> _What you will do_
Write out exactly the lines of the entries below from the one holding "Locate the man" to the one holding "Locate the monument", inclusive, and leave out all other lines.
^^^^^^^^^^^^^^^^
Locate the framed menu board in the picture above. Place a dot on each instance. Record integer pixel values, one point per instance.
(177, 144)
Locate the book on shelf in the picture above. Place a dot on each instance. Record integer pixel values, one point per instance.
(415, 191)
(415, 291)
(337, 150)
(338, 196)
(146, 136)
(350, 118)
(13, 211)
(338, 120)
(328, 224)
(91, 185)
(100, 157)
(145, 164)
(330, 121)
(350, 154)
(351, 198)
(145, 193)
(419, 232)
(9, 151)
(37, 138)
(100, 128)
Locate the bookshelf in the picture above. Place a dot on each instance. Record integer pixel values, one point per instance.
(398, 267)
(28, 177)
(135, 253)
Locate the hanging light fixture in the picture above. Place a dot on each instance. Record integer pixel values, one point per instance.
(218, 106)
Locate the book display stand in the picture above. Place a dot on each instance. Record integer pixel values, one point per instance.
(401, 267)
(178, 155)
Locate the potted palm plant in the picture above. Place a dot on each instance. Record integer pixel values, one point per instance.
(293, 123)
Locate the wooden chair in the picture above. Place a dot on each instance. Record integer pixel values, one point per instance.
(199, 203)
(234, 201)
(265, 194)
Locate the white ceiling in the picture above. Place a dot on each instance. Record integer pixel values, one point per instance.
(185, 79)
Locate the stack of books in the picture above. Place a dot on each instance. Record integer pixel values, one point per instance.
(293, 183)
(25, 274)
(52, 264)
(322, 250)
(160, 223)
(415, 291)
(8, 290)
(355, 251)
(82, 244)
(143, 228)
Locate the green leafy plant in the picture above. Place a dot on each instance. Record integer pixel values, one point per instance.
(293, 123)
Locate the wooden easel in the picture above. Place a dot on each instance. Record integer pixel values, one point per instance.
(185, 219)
^^^^^^^^^^^^^^^^
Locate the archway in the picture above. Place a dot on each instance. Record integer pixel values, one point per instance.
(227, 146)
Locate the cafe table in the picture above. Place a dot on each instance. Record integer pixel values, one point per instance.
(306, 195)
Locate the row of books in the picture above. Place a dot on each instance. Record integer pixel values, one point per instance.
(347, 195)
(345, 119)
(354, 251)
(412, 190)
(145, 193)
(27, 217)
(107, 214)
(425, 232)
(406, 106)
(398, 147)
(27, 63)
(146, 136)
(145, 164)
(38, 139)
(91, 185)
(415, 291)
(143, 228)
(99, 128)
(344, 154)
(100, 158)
^^^^^^^^^^^^^^^^
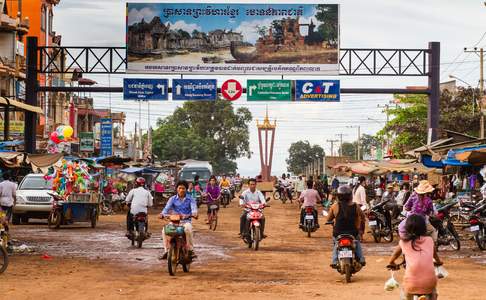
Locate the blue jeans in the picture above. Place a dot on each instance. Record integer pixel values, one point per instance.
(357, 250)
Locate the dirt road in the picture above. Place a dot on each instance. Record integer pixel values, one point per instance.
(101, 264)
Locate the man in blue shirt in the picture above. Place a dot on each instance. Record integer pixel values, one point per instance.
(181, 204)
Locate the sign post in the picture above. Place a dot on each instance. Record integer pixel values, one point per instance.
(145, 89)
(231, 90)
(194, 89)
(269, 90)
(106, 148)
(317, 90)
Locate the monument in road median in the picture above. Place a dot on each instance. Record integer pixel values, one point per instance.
^^^^^^^^^^^^^^^^
> _Answer_
Locate the man in blue shirt in the picture above. Place a dot on each instance. Record integer pixel values, one point per instance.
(181, 204)
Locate the sign post in the picture above. Place a dot on each instance. Record integer pixel values, one point per instance.
(145, 89)
(231, 90)
(194, 89)
(269, 90)
(106, 148)
(317, 90)
Locate the monument in road median in the picture above. Place a dot on each instance. Record integer pixel values, one point per instance.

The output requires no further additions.